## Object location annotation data
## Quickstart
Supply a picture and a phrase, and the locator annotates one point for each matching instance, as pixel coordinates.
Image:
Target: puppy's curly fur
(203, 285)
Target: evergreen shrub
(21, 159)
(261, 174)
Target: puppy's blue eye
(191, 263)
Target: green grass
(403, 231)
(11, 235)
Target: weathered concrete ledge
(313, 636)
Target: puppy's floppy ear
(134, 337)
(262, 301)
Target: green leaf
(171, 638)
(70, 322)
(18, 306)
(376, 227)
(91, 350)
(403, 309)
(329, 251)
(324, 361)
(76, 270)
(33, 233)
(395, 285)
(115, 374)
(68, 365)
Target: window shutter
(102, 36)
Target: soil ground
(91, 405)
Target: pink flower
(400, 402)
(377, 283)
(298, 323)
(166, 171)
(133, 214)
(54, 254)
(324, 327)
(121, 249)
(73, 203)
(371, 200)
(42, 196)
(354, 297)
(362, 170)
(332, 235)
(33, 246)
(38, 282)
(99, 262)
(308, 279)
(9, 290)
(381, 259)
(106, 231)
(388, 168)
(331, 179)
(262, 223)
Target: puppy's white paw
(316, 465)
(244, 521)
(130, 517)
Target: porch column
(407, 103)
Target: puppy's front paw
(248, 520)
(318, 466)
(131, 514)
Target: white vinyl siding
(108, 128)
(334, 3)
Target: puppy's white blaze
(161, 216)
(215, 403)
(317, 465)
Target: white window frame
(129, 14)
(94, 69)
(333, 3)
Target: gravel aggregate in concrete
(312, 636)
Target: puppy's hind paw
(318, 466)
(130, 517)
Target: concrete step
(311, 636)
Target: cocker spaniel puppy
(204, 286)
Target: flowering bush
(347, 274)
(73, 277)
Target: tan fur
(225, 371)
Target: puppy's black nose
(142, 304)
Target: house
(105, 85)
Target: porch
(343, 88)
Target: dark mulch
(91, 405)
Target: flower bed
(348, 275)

## STATED EXERCISE
Every entry should be printed again exactly as it stands.

## REPLY TO THE TASK
## Quickstart
Supply a picture and a phrase, and the locator annotates one point for each matching instance, as pixel coordinates.
Image:
Target: puppy's curly fur
(203, 285)
Target: evergreen shrub
(21, 159)
(261, 174)
Target: puppy's blue eye
(191, 263)
Target: green grass
(403, 231)
(11, 235)
Target: weathered concrete ledge
(313, 636)
Target: puppy's floppy ear
(134, 337)
(262, 301)
Target: green leaf
(171, 638)
(70, 322)
(18, 306)
(376, 227)
(91, 350)
(403, 309)
(329, 251)
(324, 361)
(76, 270)
(33, 233)
(395, 285)
(115, 374)
(68, 365)
Target: window shutter
(102, 36)
Target: soil ground
(91, 405)
Target: pink flower
(400, 402)
(377, 283)
(298, 323)
(166, 171)
(133, 214)
(54, 254)
(324, 327)
(121, 249)
(73, 203)
(371, 200)
(42, 196)
(354, 297)
(362, 170)
(332, 235)
(33, 246)
(38, 282)
(99, 262)
(308, 279)
(9, 290)
(381, 259)
(106, 231)
(388, 168)
(331, 179)
(262, 223)
Target: puppy's white paw
(316, 465)
(244, 521)
(130, 517)
Target: porch column
(407, 103)
Target: puppy's front paw
(248, 520)
(318, 466)
(131, 514)
Target: white vinyl siding
(108, 128)
(334, 3)
Target: puppy's white blaze
(161, 216)
(215, 403)
(317, 465)
Target: white window frame
(129, 14)
(94, 69)
(333, 3)
Target: gravel aggregate in concrete
(312, 636)
Target: puppy's hind paw
(318, 466)
(130, 517)
Target: concrete step
(311, 636)
Target: cocker spaniel puppy
(204, 286)
Target: flowering bush
(347, 274)
(73, 277)
Target: tan fur
(225, 371)
Target: puppy's black nose
(142, 304)
Target: house
(105, 85)
Target: porch
(343, 88)
Target: dark mulch
(91, 405)
Target: flower bed
(348, 275)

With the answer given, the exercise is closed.